__Problem to work on__.
Could you restate, word for word, the line that has "Target: onion skin" and all lines following it through the end of the entries below?

__Supplied data__.
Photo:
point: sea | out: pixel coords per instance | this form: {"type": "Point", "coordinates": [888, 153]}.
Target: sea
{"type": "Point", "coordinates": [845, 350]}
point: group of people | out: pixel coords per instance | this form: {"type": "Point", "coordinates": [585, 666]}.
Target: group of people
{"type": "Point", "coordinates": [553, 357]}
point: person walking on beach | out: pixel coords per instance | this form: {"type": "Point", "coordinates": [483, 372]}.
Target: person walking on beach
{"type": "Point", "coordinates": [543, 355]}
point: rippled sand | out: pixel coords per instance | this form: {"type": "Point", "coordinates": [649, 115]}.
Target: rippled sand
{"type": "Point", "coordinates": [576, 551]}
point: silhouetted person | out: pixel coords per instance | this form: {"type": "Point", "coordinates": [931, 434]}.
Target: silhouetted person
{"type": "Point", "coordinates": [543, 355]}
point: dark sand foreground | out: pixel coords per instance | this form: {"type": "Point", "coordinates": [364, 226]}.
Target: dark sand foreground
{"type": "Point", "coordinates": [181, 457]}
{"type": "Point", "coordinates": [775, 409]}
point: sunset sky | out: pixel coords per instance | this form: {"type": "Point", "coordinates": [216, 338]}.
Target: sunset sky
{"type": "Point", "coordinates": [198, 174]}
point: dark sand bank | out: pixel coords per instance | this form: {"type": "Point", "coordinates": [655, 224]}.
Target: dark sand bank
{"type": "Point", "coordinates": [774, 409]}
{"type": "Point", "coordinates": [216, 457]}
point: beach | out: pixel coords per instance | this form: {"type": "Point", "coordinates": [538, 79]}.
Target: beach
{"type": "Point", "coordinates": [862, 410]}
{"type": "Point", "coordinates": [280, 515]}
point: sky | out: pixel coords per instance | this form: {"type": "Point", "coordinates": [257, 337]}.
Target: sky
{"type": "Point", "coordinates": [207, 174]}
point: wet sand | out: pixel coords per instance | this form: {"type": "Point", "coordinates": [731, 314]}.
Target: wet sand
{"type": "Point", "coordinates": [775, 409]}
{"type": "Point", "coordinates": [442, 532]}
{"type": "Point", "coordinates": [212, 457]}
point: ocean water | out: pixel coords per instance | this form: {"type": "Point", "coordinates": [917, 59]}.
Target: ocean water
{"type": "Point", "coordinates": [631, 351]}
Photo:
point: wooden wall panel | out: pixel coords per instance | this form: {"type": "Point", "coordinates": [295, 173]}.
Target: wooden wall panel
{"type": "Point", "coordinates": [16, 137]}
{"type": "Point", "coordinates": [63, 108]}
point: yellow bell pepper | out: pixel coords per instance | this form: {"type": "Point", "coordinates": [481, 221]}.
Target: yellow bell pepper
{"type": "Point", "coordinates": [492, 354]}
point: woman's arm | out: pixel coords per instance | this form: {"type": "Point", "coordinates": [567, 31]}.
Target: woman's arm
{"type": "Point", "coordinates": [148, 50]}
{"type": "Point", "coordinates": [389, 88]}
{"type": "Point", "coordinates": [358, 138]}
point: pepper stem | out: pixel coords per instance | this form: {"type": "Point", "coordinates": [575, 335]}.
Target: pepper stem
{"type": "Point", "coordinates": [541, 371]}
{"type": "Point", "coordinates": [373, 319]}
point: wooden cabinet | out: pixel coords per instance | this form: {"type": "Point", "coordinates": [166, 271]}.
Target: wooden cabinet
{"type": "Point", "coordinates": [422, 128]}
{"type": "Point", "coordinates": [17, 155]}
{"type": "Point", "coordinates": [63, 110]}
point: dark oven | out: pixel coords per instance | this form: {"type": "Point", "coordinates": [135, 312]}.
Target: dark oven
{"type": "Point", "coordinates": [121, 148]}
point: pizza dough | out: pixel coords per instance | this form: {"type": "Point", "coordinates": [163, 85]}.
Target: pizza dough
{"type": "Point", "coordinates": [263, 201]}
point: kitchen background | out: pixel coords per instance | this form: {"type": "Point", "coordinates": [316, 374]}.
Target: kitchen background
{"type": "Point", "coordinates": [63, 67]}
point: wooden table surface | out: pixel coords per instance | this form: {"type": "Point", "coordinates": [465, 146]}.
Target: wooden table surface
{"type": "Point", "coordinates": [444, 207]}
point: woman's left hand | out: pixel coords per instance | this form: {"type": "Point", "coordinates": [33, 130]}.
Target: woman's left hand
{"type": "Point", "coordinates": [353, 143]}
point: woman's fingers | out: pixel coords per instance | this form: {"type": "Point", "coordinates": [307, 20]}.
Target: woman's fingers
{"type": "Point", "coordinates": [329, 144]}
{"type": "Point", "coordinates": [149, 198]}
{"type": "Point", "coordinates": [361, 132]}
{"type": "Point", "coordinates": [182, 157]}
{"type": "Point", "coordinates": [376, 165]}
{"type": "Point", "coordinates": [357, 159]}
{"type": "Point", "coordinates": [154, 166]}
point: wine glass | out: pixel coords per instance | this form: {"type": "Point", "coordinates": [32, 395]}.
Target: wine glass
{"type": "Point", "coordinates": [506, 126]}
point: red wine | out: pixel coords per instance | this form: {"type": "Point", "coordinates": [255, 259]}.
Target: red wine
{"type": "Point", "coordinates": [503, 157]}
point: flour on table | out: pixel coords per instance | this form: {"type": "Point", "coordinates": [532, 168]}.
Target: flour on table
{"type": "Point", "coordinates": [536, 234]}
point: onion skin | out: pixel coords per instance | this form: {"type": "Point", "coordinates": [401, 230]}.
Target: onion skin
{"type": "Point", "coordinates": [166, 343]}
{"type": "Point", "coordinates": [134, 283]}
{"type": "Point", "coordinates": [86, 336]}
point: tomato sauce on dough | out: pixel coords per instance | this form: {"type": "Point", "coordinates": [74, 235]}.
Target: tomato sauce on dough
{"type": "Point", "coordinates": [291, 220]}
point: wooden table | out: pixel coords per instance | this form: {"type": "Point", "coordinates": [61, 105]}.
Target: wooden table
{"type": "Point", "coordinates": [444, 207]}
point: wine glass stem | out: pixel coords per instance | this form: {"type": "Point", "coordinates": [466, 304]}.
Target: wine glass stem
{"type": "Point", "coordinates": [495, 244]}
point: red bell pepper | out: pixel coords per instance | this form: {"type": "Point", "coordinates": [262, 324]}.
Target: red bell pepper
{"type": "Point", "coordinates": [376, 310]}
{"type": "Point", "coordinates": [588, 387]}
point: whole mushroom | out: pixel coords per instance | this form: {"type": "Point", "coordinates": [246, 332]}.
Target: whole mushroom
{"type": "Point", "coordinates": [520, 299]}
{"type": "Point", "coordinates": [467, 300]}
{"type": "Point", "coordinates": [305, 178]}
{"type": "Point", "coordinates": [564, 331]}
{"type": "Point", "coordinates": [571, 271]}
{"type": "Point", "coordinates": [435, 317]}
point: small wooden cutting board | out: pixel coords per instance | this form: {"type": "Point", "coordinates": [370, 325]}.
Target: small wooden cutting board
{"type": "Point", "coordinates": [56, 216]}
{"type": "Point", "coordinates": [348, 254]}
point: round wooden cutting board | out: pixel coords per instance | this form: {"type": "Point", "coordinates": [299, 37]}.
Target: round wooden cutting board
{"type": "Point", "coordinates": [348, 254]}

__Result of this task__.
Target: onion skin
{"type": "Point", "coordinates": [166, 343]}
{"type": "Point", "coordinates": [134, 283]}
{"type": "Point", "coordinates": [86, 336]}
point: tomato sauce on dough | out: pixel coords per instance | this form: {"type": "Point", "coordinates": [74, 235]}.
Target: tomato sauce on dough
{"type": "Point", "coordinates": [291, 220]}
point: wooden table | out: pixel coords per instance | this form: {"type": "Point", "coordinates": [61, 105]}.
Target: wooden table
{"type": "Point", "coordinates": [444, 207]}
point: wine glass stem | out: pixel coords per instance | this form: {"type": "Point", "coordinates": [466, 304]}.
Target: wine glass stem
{"type": "Point", "coordinates": [495, 244]}
point: red bell pepper | out: pixel coords per instance | this form: {"type": "Point", "coordinates": [262, 324]}.
Target: red bell pepper
{"type": "Point", "coordinates": [376, 310]}
{"type": "Point", "coordinates": [588, 387]}
point: whole mushroom | out: pixel coords per instance | this form: {"type": "Point", "coordinates": [246, 332]}.
Target: whole mushroom
{"type": "Point", "coordinates": [520, 299]}
{"type": "Point", "coordinates": [467, 300]}
{"type": "Point", "coordinates": [305, 178]}
{"type": "Point", "coordinates": [564, 331]}
{"type": "Point", "coordinates": [571, 271]}
{"type": "Point", "coordinates": [435, 317]}
point: small wooden cutting board | out: pixel coords per instance | this form: {"type": "Point", "coordinates": [370, 325]}.
Target: small wooden cutting board
{"type": "Point", "coordinates": [56, 216]}
{"type": "Point", "coordinates": [348, 254]}
point: round wooden cutting board | out: pixel coords per instance | this form: {"type": "Point", "coordinates": [299, 37]}.
Target: round wooden cutting board
{"type": "Point", "coordinates": [348, 254]}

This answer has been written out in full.